Materials provided:
=-=-=-=-=

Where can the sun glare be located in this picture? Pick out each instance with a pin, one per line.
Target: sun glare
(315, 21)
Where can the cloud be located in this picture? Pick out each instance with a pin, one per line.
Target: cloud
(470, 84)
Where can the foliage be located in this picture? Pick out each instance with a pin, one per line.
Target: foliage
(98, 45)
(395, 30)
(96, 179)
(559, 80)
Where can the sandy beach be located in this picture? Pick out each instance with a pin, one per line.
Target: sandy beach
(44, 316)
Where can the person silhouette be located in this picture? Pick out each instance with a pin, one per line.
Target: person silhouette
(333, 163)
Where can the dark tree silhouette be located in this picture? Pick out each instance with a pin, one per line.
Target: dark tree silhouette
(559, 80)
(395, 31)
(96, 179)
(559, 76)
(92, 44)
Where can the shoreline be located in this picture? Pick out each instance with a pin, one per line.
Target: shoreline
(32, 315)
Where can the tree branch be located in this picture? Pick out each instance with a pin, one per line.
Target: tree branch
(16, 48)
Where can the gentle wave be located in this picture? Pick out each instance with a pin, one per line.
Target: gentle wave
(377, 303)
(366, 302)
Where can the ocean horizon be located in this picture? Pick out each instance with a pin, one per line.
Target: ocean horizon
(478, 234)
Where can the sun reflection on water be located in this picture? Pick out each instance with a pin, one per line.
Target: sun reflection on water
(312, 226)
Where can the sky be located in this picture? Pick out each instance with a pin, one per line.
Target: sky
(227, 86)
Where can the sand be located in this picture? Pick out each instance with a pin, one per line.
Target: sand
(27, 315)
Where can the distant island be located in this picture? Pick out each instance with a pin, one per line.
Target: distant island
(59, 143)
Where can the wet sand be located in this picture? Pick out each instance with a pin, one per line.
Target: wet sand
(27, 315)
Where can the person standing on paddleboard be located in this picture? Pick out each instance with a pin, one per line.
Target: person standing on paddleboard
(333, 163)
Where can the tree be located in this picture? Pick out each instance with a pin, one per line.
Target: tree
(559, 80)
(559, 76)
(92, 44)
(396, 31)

=-=-=-=-=

Write each line of the data down again exactly as it reads.

Answer box:
Where can the sun glare be located in this picture? Pick out each instance with a pin, one per line.
Target: sun glare
(315, 21)
Where can the cloud be located in this picture? Pick out each instance with a pin, one per line.
Target: cloud
(470, 84)
Where can the foliage be located in this picture? Pick out each instance with a pin, one per line.
Target: foliage
(98, 45)
(395, 30)
(96, 179)
(559, 80)
Where can the sandy beach be located in this picture? Pick out each instance with a pin, one per line.
Target: sandy beach
(44, 316)
Where can the person silhouette be located in this picture? Pick out each instance with a pin, one per line.
Target: person silhouette
(333, 163)
Where can the dark tree silhouette be located in this picture? Pick out each instance with a pin, one per line.
Target: dark tree silhouette
(559, 80)
(395, 31)
(96, 179)
(559, 76)
(92, 44)
Where can the shoreline be located in this picture? Pick out each instance with a pin, one per line.
Target: shoreline
(32, 315)
Where can the tree branch be located in this picture? Pick out each instance with a pin, one per line.
Target: tree branch
(16, 48)
Where can the gentle wave be located in this picture? Pick out each instance with a pin, one per line.
Target: gentle wave
(377, 303)
(366, 302)
Where can the ocean horizon be located in this picture? Pick out each instance with a pin, one per line.
Target: ocean horizon
(478, 234)
Where can the sun reflection on water be located in this picture? Pick out each instance with a pin, one per line.
Target: sun reflection on water
(312, 226)
Where can the sky be located in this picture? Pick out each instance with a pin, one per line.
Target: sky
(227, 86)
Where can the sand be located in this picture? Pick out each instance with a pin, one per line.
Target: sand
(27, 315)
Where can the distant island be located in this picture? Pick out each instance with a pin, one per line.
Target: distant island
(59, 143)
Where can the wet sand be located in this picture? Pick out each instance with a pin, one per line.
Target: wet sand
(27, 315)
Where can the person standing on paddleboard be located in this picture? Pick out each instance with a pin, one per line.
Target: person standing on paddleboard
(333, 163)
Where can the tree be located in this picture? Pick out each instance with a pin, one per line.
Target: tree
(559, 80)
(559, 76)
(92, 44)
(396, 31)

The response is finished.